▶ **DATA FOR PROCESSING**
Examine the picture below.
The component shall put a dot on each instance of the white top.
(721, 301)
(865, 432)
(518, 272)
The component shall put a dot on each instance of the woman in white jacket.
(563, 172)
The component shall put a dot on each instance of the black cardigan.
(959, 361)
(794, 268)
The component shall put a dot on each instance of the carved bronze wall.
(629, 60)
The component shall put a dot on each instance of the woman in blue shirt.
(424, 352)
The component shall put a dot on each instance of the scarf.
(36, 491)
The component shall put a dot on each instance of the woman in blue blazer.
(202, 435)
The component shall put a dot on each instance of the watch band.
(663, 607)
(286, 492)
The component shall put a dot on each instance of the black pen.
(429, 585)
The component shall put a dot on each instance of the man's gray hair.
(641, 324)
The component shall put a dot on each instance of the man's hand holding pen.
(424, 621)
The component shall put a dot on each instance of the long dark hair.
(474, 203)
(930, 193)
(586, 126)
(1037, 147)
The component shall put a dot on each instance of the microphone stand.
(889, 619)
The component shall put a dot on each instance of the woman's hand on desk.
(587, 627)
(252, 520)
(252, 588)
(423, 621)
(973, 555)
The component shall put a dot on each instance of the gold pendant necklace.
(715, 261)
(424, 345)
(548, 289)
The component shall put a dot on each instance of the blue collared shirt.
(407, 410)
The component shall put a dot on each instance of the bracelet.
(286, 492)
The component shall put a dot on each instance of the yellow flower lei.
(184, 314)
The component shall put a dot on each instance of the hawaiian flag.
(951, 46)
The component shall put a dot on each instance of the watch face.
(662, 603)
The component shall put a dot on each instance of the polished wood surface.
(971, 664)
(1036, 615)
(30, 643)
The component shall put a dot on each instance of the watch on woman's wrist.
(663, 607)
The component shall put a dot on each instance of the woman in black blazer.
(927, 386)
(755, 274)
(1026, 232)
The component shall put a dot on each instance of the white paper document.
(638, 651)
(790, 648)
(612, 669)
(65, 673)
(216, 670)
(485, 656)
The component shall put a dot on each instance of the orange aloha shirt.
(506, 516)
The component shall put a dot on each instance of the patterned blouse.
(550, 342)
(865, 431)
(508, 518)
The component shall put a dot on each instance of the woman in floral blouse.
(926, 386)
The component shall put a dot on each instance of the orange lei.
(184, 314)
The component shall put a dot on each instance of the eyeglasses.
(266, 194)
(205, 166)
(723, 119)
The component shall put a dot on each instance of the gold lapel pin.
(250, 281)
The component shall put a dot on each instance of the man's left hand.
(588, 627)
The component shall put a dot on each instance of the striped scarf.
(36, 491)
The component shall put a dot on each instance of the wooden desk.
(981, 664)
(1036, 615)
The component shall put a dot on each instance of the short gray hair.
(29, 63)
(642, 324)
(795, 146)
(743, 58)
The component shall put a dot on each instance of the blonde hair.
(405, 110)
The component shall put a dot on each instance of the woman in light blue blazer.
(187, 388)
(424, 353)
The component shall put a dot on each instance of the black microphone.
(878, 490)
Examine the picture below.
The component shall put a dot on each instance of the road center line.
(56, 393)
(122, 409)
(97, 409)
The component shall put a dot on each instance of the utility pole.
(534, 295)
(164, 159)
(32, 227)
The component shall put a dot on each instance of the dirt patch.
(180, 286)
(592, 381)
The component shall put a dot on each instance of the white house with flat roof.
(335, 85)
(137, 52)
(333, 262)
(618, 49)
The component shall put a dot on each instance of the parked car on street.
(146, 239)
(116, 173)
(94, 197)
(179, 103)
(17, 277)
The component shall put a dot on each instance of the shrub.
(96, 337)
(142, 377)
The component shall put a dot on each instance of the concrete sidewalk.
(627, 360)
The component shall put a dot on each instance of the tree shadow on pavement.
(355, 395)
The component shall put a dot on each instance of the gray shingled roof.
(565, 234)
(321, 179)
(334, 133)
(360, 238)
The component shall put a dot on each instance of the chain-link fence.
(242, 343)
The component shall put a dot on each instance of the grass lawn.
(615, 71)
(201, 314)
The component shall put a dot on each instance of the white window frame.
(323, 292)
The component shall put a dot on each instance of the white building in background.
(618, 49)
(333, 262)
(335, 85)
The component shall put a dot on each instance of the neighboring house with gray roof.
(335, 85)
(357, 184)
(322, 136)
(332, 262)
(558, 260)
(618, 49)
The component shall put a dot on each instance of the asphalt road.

▶ **TASK REQUIREMENTS**
Down to the last line, retype the entries above exactly.

▶ **COMPLETED EXERCISE**
Examine the picture below.
The component shall put a dot on each instance of the white top.
(721, 301)
(865, 432)
(518, 272)
The component shall put a dot on each instance of the woman in white jacket.
(563, 172)
The component shall put a dot on each instance of the black cardigan.
(959, 361)
(794, 268)
The component shall put a dot on each instance of the carved bronze wall.
(629, 60)
The component shall put a dot on each instance of the woman in blue shirt.
(424, 352)
The component shall put a dot on each instance of the scarf.
(36, 491)
The component shall put a dot on each instance of the woman in blue blazer.
(202, 435)
The component shall put a dot on each instance of the watch band.
(663, 607)
(286, 492)
The component shall put a dot on each instance of the black pen.
(429, 585)
The component shall put a dot on each instance of the man's gray hair.
(641, 324)
The component shall put a dot on each instance of the man's hand holding pen.
(424, 621)
The component shall put a dot on each instance of the long dark hair.
(474, 203)
(930, 193)
(586, 126)
(1037, 147)
The component shall put a dot on each instance of the microphone stand.
(889, 619)
The component shall put a dot on each instance of the woman's hand on desk.
(587, 627)
(252, 520)
(252, 588)
(423, 621)
(973, 555)
The component shall put a dot on each instance of the gold pendant necklace.
(715, 261)
(424, 345)
(548, 289)
The component shall put a dot on each instance of the blue collared shirt.
(407, 410)
The component shall put a dot on each instance of the bracelet.
(286, 492)
The component shall put a dot on each instance of the yellow flower lei.
(184, 314)
The component shall put a dot on each instance of the hawaiian flag.
(951, 46)
The component shall put a dot on each instance of the watch face.
(662, 603)
The component shall put a dot on each instance of the polished wood surface.
(971, 664)
(1036, 615)
(30, 643)
The component shall put a dot on each instance of the watch on woman's wrist.
(663, 607)
The component shall put a dot on each instance of the woman in black blazer.
(927, 386)
(755, 274)
(1026, 232)
The component shall put a dot on each instance of the white paper document.
(638, 651)
(790, 648)
(612, 669)
(65, 673)
(216, 670)
(485, 656)
The component shall put a dot on each instance of the orange aloha shirt.
(506, 516)
The component shall put a dot on each instance of the patterned blouse.
(550, 342)
(865, 431)
(508, 518)
The component shall put a dot on each instance of the woman in floral blouse.
(926, 386)
The component shall put a dot on each instance of the orange lei.
(184, 314)
The component shall put a dot on each instance of the eyeglasses.
(266, 194)
(205, 166)
(723, 119)
The component shall put a dot on each instance of the gold lapel pin.
(250, 281)
The component shall put a dot on each instance of the man's left hand.
(588, 627)
The component shall put a dot on each instance of the striped scarf.
(36, 491)
The component shall put a dot on each instance of the wooden desk.
(981, 664)
(1036, 615)
The component shall put a dot on each instance of the short gray hair.
(29, 63)
(642, 324)
(795, 146)
(743, 58)
The component shall put a dot on each instance of the blonde hair.
(405, 110)
The component shall put a dot on each instance of the woman in light blue blazer.
(187, 388)
(424, 353)
The component shall put a dot on each instance of the black microphone.
(878, 490)
Examine the picture below.
The component shall put a dot on each instance of the road center line.
(56, 393)
(122, 409)
(97, 409)
The component shall put a dot on each instance of the utility pole.
(534, 295)
(164, 159)
(32, 227)
The component shall put a dot on each instance of the dirt patch.
(180, 286)
(592, 381)
The component shall put a dot on each instance of the white house with flat roof.
(335, 85)
(137, 52)
(333, 262)
(618, 49)
The component shall put a dot on each instance of the parked car on street.
(146, 239)
(116, 173)
(94, 197)
(179, 103)
(17, 277)
The component shall put a dot on each instance of the shrub.
(96, 337)
(142, 377)
The component shall put a dot on each instance of the concrete sidewalk.
(627, 360)
The component shall put a dot on each instance of the tree shadow on pavement.
(355, 395)
The component shall put a dot on each instance of the gray shingled roof.
(565, 234)
(321, 179)
(334, 133)
(360, 238)
The component shall put a dot on each instance of the chain-link fence.
(242, 343)
The component shall put a dot on each instance of the grass lawn.
(615, 71)
(201, 314)
The component shall put a dot on each instance of the white window frame.
(323, 292)
The component shall put a dot on each instance of the white building in background.
(618, 49)
(333, 262)
(335, 85)
The component shall put a dot on each instance of the neighboring house with gray roof.
(335, 85)
(357, 184)
(322, 136)
(332, 262)
(558, 260)
(618, 49)
The component shall put a dot on each instance of the asphalt road.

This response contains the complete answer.